## THE PROBLEM
Output the passage of the recipe collection description between "Recipe collection of" and "Materials in English.", inclusive, copied word for word.

Recipe collection of Marion King Schlefer, 1793-1826

Overview

Food and medicinal recipes from the Clarkson-Masters-King family collected by Marion King Schlefer.

Dates

  • Creation: 1793-1826

Language of Materials

Materials in English.

Access Restrictions:

Access. Collection is open for research.

Conditions Governing Use

Copyright. Copyright in the papers created by the Smith-Clarkson-Masters-King families is held by the President and Fellows of Harvard College for the Schlesinger Library. Copyright in other papers in the collection may be held by their authors, or the authors' heirs or assigns.

Copying. Papers may be copied in accordance with the library's usual procedures.

Extent

3 folders

This collection contains recipes from the Clarkson-Masters-King family, 1793-1826, including Belinda (Mrs. Matthew) Clarkson's Receipt Book, ca.1793. Clarkson was the daughter of Margaret Stephens and John Smith, Philadelphia, Pennsylvania. This handwritten book of American receipts (recipes) includes food recipes from cakes to curing beef, as well as homemade cures for medical ills, including for rheumatism, worms, cough and consumptive symptoms, etc. According to family tradition, the book was passed around so that family members could add recipes. The volume ended up in France before being returned to Marion Schlefer.

In addition, the collection contains other family recipes, some from "Mrs. Whetmore," including recipes for sausages, cakes, preserves and pickled fish; as well as a family tree and other genealogical information "written out by Marion King Schlefer (June 2003) based on family lists and family bible." Also included are receipts (recipes) mostly from the John Smith family, Philadelphia, 1790s, which includes recipes for curing beef, pickling meat, calves feet jelly, cakes, puddings, fruit preserves, cheese, etc.; as well as homemade medicinal cures for fever, saltrheum?, rheumatism, etc.

## SUPPLIED RECORDS
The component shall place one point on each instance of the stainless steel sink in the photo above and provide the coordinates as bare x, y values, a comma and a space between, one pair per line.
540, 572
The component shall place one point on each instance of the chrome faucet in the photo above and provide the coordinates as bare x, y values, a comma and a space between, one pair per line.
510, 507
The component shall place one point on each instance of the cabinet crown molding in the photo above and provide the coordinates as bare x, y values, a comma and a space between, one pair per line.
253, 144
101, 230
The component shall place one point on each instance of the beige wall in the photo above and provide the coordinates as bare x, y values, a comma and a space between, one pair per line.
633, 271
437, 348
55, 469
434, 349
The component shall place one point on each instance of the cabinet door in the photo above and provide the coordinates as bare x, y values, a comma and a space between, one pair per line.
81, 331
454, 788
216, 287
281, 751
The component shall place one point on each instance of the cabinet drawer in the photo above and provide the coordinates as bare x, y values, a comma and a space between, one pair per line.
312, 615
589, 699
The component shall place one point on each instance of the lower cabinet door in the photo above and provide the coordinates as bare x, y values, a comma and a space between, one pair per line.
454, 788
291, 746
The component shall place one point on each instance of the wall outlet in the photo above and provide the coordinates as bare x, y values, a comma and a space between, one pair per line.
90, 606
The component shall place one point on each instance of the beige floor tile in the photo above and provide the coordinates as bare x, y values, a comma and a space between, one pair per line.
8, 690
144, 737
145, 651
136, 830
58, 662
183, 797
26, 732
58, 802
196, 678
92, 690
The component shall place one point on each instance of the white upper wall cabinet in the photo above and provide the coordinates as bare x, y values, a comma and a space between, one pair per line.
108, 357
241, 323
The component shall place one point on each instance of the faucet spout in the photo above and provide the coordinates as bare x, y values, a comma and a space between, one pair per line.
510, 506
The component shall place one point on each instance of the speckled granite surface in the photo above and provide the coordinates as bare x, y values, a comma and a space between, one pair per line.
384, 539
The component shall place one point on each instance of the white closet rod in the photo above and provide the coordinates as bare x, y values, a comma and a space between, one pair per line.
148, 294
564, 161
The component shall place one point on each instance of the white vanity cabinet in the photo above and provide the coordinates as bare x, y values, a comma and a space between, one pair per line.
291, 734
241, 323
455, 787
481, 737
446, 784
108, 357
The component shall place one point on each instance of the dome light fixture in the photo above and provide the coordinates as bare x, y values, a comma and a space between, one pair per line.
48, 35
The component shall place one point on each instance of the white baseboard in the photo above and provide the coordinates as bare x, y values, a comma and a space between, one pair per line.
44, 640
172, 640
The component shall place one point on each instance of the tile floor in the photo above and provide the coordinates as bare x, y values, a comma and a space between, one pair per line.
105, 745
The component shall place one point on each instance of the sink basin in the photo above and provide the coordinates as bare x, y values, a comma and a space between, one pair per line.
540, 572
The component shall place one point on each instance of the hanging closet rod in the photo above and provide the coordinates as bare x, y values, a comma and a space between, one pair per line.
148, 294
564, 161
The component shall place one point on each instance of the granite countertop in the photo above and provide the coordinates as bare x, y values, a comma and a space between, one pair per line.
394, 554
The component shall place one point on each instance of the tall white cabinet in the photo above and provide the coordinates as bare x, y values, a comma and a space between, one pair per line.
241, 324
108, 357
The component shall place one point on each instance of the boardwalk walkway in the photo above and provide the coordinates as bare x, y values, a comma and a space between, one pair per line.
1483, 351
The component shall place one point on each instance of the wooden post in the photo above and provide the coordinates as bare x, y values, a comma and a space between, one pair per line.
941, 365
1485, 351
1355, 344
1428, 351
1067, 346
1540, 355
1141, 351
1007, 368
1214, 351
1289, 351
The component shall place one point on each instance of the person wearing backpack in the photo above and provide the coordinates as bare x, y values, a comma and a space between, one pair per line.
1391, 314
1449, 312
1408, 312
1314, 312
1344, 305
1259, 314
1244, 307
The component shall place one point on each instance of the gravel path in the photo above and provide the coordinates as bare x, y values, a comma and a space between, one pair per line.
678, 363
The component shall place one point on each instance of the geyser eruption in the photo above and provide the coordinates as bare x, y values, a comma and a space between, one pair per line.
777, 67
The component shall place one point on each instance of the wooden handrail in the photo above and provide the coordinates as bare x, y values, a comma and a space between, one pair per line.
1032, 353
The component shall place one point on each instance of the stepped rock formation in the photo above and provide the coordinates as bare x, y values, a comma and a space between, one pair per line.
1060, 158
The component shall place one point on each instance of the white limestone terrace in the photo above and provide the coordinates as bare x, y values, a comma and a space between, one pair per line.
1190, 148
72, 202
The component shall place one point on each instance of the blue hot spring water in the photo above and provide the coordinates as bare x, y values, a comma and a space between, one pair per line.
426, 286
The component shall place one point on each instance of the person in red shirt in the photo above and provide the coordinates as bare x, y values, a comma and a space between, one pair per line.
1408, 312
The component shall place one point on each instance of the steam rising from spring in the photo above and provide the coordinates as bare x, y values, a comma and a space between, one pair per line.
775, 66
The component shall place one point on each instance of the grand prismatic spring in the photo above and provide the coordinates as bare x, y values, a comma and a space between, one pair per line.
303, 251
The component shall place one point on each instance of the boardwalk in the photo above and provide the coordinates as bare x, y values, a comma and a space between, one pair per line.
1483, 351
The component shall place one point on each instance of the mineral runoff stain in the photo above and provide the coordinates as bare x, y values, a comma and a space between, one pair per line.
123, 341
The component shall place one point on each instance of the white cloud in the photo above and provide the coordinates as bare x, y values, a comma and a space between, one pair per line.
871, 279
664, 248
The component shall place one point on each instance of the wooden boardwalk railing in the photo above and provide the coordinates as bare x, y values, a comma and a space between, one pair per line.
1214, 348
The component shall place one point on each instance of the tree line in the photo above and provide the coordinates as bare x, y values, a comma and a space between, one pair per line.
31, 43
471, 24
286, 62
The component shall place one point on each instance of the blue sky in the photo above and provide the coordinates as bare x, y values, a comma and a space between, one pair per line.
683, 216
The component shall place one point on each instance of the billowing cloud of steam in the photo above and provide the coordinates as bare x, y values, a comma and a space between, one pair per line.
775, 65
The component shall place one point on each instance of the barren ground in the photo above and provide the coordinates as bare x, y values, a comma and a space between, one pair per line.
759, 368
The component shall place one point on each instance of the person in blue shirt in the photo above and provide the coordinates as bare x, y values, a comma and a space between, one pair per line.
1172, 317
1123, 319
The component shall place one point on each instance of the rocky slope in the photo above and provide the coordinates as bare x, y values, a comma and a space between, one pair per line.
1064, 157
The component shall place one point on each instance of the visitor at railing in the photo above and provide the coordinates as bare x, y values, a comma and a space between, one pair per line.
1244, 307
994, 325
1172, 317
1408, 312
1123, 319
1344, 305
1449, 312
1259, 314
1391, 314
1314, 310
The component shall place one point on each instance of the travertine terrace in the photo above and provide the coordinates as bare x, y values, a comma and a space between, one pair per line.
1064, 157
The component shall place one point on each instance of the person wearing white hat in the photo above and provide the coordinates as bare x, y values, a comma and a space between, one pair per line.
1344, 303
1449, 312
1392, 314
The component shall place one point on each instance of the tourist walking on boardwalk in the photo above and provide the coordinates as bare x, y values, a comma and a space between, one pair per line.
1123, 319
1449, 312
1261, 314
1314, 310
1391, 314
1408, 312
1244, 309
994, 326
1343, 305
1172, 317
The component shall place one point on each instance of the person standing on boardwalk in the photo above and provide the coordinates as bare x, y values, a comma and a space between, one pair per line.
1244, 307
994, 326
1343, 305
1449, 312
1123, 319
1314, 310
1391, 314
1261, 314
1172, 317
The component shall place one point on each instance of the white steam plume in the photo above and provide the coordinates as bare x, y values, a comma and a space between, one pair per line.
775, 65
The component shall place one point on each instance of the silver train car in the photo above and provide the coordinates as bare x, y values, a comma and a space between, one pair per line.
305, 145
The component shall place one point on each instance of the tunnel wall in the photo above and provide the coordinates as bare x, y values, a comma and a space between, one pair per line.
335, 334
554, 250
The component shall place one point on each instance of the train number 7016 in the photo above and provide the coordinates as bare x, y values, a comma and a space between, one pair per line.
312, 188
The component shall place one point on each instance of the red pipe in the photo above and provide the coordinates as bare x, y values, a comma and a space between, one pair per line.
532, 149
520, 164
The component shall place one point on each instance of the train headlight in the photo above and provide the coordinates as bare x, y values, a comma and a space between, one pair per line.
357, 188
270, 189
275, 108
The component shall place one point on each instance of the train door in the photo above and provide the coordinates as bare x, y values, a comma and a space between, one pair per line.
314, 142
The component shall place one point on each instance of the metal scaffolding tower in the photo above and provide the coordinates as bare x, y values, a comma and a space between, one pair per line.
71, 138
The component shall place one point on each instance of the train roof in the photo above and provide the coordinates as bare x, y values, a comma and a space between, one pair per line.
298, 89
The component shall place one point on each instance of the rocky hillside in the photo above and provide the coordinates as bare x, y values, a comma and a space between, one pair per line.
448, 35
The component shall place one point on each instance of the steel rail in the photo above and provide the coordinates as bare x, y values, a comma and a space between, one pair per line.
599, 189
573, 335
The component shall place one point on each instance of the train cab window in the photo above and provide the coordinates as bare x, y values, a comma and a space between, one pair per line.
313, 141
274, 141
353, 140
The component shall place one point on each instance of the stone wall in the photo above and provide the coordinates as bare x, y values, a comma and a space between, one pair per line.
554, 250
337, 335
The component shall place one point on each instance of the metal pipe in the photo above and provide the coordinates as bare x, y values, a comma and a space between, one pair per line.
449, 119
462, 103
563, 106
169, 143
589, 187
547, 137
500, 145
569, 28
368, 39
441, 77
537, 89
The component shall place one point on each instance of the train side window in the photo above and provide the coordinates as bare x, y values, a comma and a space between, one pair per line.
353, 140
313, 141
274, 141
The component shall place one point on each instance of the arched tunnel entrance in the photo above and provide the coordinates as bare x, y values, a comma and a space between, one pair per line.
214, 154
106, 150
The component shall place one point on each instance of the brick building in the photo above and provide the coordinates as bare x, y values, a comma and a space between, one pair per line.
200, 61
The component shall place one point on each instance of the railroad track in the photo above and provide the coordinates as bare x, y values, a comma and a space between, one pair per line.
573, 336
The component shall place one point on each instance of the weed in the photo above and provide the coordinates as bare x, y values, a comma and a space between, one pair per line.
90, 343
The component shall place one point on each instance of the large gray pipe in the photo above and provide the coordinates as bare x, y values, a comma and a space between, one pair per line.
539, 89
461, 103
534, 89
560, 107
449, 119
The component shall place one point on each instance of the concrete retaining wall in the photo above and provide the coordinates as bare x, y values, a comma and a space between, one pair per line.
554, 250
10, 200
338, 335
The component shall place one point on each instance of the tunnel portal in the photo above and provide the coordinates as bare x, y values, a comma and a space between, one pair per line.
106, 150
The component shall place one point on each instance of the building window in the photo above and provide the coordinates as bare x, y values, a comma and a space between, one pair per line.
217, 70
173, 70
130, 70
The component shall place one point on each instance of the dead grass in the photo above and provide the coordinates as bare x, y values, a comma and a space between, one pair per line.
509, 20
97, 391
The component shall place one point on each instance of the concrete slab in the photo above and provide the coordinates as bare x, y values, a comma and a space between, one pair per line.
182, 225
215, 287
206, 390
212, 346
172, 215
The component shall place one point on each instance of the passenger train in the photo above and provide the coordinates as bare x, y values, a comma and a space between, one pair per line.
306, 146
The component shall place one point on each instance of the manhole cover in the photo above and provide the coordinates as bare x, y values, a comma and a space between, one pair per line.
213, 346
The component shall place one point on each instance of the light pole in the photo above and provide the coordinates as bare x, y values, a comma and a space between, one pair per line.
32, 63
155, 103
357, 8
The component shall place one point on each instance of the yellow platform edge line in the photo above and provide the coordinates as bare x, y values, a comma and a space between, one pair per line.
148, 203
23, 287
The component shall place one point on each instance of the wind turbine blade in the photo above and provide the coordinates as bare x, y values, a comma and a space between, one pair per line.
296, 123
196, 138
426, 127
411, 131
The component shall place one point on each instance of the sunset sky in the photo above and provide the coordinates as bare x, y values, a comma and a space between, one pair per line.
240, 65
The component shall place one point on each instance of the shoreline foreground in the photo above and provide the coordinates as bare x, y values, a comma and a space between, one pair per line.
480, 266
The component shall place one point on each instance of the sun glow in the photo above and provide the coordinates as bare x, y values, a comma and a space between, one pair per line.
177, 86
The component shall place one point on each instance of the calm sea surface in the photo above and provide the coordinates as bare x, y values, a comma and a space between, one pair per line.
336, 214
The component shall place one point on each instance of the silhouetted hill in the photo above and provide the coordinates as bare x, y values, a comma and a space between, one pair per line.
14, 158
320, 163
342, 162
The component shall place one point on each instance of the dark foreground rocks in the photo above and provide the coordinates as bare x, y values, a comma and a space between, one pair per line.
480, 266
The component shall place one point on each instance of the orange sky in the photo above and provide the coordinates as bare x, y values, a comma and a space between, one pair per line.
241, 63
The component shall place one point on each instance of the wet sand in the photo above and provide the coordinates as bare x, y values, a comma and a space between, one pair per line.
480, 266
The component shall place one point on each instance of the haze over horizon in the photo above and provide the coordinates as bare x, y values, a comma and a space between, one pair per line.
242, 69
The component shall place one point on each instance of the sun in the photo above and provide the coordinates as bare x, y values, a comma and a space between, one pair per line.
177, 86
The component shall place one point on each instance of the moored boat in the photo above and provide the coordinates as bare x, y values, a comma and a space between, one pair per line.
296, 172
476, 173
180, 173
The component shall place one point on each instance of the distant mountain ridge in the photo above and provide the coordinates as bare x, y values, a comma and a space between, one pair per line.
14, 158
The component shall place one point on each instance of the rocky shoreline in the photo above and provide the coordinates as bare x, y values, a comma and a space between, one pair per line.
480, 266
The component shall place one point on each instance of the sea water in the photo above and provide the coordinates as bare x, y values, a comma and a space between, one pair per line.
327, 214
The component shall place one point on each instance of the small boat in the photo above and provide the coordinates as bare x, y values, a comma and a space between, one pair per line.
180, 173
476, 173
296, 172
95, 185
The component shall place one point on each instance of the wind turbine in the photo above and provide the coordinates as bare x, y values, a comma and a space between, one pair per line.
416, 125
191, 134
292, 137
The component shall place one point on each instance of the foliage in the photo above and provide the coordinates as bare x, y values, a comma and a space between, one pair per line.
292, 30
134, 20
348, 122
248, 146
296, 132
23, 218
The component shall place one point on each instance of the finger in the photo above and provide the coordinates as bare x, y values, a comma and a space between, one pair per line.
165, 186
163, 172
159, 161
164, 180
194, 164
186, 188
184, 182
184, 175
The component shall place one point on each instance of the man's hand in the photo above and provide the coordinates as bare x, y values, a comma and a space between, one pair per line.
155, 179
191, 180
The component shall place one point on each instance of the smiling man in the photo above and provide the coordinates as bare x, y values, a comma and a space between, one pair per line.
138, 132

## ANSWER TO THIS EXERCISE
Recipe collection of Marion King Schlefer, 1793-1826

Overview

Food and medicinal recipes from the Clarkson-Masters-King family collected by Marion King Schlefer.

Dates

  • Creation: 1793-1826

Language of Materials

Materials in English.